_The request:_ Rewrite the entries from the line with "the car roof." through the end of the entries, changing "overcast sky" to "cloudy sky" and leaving everything else unchanged.

* begin Dataset records *

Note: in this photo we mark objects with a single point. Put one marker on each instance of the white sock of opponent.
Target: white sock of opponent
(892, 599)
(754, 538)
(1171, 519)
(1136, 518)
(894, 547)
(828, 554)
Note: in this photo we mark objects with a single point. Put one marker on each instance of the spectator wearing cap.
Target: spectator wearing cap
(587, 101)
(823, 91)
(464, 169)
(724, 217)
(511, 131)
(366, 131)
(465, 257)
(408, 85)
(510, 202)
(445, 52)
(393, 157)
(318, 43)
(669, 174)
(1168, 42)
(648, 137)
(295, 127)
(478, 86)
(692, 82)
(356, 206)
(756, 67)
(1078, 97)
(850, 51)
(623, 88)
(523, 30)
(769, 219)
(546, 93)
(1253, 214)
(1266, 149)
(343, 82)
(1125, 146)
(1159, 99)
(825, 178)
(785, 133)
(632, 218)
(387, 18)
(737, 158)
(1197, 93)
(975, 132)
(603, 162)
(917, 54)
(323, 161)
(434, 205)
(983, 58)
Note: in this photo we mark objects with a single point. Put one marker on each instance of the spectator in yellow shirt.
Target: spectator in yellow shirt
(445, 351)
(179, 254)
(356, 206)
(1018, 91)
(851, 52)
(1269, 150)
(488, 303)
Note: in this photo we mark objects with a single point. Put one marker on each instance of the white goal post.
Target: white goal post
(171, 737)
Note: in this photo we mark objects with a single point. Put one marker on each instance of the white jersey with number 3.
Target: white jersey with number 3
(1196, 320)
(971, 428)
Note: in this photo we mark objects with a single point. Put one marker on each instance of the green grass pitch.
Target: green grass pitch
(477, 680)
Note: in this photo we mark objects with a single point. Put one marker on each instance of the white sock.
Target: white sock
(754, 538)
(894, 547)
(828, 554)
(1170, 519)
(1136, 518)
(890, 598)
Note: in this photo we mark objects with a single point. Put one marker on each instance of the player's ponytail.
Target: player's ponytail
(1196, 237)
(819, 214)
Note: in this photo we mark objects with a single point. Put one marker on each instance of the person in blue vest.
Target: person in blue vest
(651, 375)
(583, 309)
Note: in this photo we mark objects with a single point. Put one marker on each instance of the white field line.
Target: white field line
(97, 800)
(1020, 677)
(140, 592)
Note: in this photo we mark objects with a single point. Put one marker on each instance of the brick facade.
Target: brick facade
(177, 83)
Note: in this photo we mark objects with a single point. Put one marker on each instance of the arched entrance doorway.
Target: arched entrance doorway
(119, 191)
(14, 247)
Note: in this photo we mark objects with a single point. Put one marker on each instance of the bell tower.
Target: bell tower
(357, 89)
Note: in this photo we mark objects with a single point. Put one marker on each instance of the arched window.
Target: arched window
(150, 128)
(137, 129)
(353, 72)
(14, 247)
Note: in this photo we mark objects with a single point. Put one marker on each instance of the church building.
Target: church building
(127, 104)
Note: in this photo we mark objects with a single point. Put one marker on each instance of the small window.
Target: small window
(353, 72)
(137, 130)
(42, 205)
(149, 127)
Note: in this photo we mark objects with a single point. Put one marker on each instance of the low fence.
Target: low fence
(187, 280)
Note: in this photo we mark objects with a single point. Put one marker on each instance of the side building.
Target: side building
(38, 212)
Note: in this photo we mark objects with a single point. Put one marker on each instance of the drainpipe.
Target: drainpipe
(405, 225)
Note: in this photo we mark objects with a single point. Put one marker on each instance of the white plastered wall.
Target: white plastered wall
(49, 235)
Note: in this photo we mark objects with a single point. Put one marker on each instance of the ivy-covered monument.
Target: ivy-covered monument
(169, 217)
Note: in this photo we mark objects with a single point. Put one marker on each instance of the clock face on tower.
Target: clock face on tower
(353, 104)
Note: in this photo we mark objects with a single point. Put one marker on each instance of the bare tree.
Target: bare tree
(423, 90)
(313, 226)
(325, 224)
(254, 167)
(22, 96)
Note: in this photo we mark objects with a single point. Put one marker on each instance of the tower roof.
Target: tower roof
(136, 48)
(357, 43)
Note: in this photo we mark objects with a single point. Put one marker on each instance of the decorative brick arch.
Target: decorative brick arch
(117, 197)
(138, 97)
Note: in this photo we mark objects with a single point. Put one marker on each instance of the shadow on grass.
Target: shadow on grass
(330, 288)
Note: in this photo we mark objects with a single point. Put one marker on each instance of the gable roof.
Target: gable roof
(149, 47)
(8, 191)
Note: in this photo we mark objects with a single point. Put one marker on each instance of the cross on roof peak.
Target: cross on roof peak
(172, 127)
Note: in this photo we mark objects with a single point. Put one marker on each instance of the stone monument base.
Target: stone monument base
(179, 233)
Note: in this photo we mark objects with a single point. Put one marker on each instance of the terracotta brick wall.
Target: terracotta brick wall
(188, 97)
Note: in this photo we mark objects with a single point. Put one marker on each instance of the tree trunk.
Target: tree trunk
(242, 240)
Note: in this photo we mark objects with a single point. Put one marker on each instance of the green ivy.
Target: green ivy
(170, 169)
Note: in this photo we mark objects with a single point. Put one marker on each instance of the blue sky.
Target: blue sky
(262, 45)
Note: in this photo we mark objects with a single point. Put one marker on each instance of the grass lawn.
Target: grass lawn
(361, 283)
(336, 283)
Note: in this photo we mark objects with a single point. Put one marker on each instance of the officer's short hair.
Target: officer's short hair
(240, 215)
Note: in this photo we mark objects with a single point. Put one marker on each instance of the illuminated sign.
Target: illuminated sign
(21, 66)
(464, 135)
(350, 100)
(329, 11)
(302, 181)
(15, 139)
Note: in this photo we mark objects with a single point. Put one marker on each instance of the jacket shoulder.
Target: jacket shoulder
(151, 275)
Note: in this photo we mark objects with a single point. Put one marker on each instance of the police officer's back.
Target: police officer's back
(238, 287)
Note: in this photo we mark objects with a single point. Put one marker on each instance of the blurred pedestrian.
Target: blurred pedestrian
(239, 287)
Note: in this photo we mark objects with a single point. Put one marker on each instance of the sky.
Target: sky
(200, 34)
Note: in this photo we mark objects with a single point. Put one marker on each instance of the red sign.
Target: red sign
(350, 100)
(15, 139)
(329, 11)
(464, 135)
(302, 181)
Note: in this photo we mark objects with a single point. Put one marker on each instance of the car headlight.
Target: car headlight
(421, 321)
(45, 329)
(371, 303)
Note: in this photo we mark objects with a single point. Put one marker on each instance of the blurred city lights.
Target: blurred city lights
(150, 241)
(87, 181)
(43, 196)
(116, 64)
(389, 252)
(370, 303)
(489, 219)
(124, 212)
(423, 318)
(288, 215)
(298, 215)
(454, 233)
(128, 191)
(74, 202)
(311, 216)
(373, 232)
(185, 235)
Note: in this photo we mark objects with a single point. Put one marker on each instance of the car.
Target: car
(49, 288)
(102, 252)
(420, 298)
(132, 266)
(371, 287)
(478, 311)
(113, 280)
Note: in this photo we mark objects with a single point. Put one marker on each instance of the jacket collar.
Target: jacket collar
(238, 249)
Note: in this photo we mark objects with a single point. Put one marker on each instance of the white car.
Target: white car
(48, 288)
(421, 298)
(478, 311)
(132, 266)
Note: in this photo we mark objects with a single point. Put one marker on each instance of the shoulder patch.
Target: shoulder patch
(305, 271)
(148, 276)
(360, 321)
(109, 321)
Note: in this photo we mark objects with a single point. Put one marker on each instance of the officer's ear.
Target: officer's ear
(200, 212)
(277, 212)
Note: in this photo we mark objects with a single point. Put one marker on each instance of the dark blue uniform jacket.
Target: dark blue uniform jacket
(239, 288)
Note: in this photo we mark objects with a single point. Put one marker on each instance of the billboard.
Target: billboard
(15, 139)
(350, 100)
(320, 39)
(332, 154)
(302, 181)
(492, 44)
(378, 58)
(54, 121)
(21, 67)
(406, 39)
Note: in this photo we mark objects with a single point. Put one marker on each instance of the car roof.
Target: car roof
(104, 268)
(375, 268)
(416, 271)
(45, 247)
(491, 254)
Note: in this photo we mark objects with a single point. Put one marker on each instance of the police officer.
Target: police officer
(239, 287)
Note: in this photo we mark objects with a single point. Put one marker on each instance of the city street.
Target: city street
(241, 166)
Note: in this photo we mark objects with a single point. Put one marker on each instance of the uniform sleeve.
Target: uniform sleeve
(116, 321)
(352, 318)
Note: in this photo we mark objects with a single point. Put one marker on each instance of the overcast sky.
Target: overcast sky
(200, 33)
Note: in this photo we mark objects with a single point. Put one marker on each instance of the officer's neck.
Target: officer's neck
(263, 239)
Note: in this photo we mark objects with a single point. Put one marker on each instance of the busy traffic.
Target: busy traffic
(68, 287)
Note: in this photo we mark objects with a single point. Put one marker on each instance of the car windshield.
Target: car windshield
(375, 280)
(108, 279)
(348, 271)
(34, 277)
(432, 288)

* end Dataset records *

_Result of the task:_
Note: in this photo we mark objects with a single point. Put one marker on each instance of the car roof.
Target: car roof
(104, 268)
(375, 268)
(416, 271)
(45, 247)
(491, 254)
Note: in this photo we mark objects with a single point. Put one marker on each instance of the police officer.
Target: police officer
(239, 287)
Note: in this photo we mark objects with a single point. Put one marker on each instance of the city street.
Target: city street
(241, 166)
Note: in this photo we mark objects with a single point. Put one marker on each instance of the uniform sleeve.
Target: uniform sleeve
(116, 321)
(352, 318)
Note: in this photo we mark objects with a single point. Put one marker on each instance of the cloudy sky.
Target: cloudy sky
(200, 33)
Note: in this photo we mark objects with a single point. Put one marker on each instance of the officer's neck.
Target: officer's neck
(263, 239)
Note: in this photo we mark objects with a single point. Put one marker on each instance of the busy traffic.
Target: busy traffic
(68, 287)
Note: in this photo we mark objects with a single point. Put one marker on each instance of the car windshield.
Target: car windshield
(375, 280)
(108, 279)
(348, 271)
(34, 277)
(432, 288)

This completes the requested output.